---- Document excerpt

Possible data extraction from Consilita et Narrationes of Kekaumenos #36

laletuver1 · 2024-03-21T13:40:10Z

Rouche's edition of the Consilia et Narrationes of Kekaumenos

lu-pl · 2024-10-08T08:14:13Z

I queried the SAWS endpoint for Kekaumenos data, the graph appears to be mostly a more or less direct projection of the underlying XML sources.

E.g. the following query extracts all the text nodes (spans) of the english Kekaumenos translation:

select ?object ?p ?o 
where {
  ?object a saws:LinguisticObject ;
          saws:fallsWithin* <http://www.ancientwisdoms.ac.uk/cts/urn:cts:greekLit:tlg3017.Syno298.sawsEng01> ;
          <http://www.homermultitext.org/cts/rdf/hasTextContent> ?text .

  minus {?object ^saws:fallsWithin ?upper .}

  ?object ?p ?o .
}
order by ?object

Link to SNORQL interface

Unfortunately I haven't found a public SPARQL endpoint yet and at this point I'm not sure if it even exists. This obviously complicates machine processing of the data.

Since the graph basically mirrors the XML sources, analyzing the XML data directly would be an option, but the XML source download links give me 404s. 🤨

I will probably contact the people from SAWS about this.

lu-pl · 2024-10-08T09:45:39Z

Question: Would this be sufficient to extract all Kekaumenos text nodes? I would like to verify the "Consilia et Narrationes" provenance, which should be connected as an F2 (?).

PREFIX crm: <http://www.cidoc-crm.org/cidoc-crm/>

select distinct ?e33 ?text
where {
    ?e13 a crm:E13_Attribute_Assignment ;
        crm:P14_carried_out_by <https://r11.eu/rdf/resource/773a32fb-f5ab-4898-926c-354bfe0171ba> ;
        crm:P17_was_motivated_by ?e33 .
    ?e33 a crm:E33_Linguistic_Object ;
        crm:P190_has_symbolic_content ?text .
}

tla · 2024-10-15T07:11:59Z

Sorry for the late reply - that query would get you all the text nodes that were used as sources for statements we are saying Kekaumenos made. While I think it would work, there is the possibility that someone else is credited with something from Kekaumenos' text, or that the author is credited with assertions that don't come from this text. So I would rather suggest to start from the text, get the publication, the passage, and thence the assertion. (You can drop the query for ?c if you don't need the assertion where the text node is used.)

PREFIX crm: <http://www.cidoc-crm.org/cidoc-crm/>
PREFIX star: <https://r11.eu/ns/star/>
PREFIX data: <https://r11.eu/rdf/resource/>

select distinct ?e33 ?text
where {
    ?a crm:P141_assigned data:38da8bdf-c317-4796-be0f-3b6a3ff783c7 ;
       a star:E13_lrmoo_R5 ;
       crm:P140_assigned_attribute_to ?pub .
    ?b crm:P140_assigned_attribute_to ?pub ;
       a star:E13_lrmoo_R15 ;
       crm:P141_assigned ?e33 .

--------

● Directives:
a) Answer these questions about the Kekaumenos data thread:
(i) What does lu-pl say the SAWS graph appears to be?
(ii) What happens when lu-pl tries the XML source download links?
(iii) Where does tla suggest starting instead of with the author?
b) In the Kekaumenos data thread, update the part starting at "Rouche's edition of" and ending at "<http://www.homermultitext.org/cts/rdf/hasTextContent> ?text .", with "text nodes" changed to "text segments".
c) Continue the Kekaumenos data thread from the point where it stops.

---- Information shown

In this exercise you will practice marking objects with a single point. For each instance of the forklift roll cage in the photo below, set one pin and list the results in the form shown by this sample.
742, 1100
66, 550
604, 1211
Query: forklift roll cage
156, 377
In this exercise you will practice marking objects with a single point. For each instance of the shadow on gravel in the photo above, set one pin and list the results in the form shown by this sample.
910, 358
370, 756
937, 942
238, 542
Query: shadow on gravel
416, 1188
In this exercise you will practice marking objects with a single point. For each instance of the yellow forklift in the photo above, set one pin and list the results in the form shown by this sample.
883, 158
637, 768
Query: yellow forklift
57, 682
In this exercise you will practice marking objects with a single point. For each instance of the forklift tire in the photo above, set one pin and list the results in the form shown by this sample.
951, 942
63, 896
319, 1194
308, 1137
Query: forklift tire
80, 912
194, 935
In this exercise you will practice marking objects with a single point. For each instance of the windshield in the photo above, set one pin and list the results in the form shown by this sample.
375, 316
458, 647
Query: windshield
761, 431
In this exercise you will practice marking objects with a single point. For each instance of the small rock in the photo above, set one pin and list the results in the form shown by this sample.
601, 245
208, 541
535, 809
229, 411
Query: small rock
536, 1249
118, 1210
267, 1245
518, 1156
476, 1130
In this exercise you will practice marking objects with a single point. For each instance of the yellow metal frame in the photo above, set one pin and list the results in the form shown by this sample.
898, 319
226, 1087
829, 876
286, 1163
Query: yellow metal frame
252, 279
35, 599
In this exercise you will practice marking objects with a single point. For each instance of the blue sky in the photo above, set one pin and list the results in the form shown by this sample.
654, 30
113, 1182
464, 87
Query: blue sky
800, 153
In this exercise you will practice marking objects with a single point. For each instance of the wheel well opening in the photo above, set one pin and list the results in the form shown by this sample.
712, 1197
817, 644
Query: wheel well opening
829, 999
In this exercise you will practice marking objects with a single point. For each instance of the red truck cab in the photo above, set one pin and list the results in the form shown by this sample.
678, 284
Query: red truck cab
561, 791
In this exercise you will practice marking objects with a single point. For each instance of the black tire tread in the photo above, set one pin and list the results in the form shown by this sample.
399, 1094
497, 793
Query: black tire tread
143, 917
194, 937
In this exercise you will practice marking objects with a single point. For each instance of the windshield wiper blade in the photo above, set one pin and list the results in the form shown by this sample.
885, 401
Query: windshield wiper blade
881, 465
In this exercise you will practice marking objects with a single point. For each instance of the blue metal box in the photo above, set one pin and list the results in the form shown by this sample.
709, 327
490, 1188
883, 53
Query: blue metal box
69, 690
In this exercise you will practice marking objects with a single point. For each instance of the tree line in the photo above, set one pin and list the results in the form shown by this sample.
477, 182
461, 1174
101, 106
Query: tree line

--------

● Task-by-task outputs:
a)
(i) Mostly a more or less direct projection of the underlying XML sources.
(ii) They give 404s.
(iii) From the text, getting the publication, the passage, and then the assertion.

b)
Rouche's edition of the Consilia et Narrationes of Kekaumenos

lu-pl · 2024-10-08T08:14:13Z

I queried the SAWS endpoint for Kekaumenos data, the graph appears to be mostly a more or less direct projection of the underlying XML sources.

E.g. the following query extracts all the text segments (spans) of the english Kekaumenos translation:

select ?object ?p ?o 
where {
  ?object a saws:LinguisticObject ;
          saws:fallsWithin* <http://www.ancientwisdoms.ac.uk/cts/urn:cts:greekLit:tlg3017.Syno298.sawsEng01> ;
          <http://www.homermultitext.org/cts/rdf/hasTextContent> ?text .

c)
    ?c crm:P17_was_motivated_by ?e33 ;
       a crm:E13_Attribute_Assignment .
    ?e33 a crm:E33_Linguistic_Object ;
        crm:P190_has_symbolic_content ?text .
}

lu-pl · 2024-10-22T08:57:47Z

I was able to query the SAWS SPARQL endpoint for annotated text nodes with Python now (httpx), processed/grouped the SPARQL results and generated JSON output for further processing.

Next steps include comparing the JSON outputs to each other and looking at/figuring out the SPARQL query for extracting Kekaumenos text literals from the GraphDB store.

lu-pl · 2024-11-25T12:31:12Z

Two things need consideration:

What should be achieved?

If the actual goal is to establish a connection between the Releven graph and the SAWS graph (which seems reasonable), then no further data processing is needed. E.g. mappings from greek to english LinguistObjects are already established in the SAWS graph.

Identity conditions for equivalent text passages

Identity conditions for equivalent text passages and string matching parameters for text nodes in both graphs need to be carefully evaluated. For example the E33/E73 node https://r11.eu/rdf/resource/d4deff31-2933-41b1-93a7-17ff71f91f6f in the Releven graph has a symbolic content of "μητρός" asserted about it. Obviously, this is highly unspecific and therefore has high match probability. In the case of "μητρός", only one text node in the SAWS graph would actually match:

{
    "node_id": "http://www.ancientwisdoms.ac.uk/cts/urn:cts:greekLit:tlg3017.Syno298.sawsGrc01:divedition.divsection3.o101.a91",
    "data": {
        "is_variant_of": "http://titus.fkidg1.uni-frankfurt.de/texte/etcs/grie/sept/sept.htm?sept858.htm#VT_Sir._7_27",
        "a": "http://purl.org/saws/ontology#LinguisticObject",
        "falls_within": "http://www.ancientwisdoms.ac.uk/cts/urn:cts:greekLit:tlg3017.Syno298.sawsGrc01:divedition.divsection3.o101",
        "is_close_translation_of": null,
        "has_text_content": "περὶ τιμὴσ γονέων Μνήσθητι ὠδῖνος μητρός",
        "provenance": "CMR",
        "rdf_schema_label": "divedition.divsection3.o101.a91"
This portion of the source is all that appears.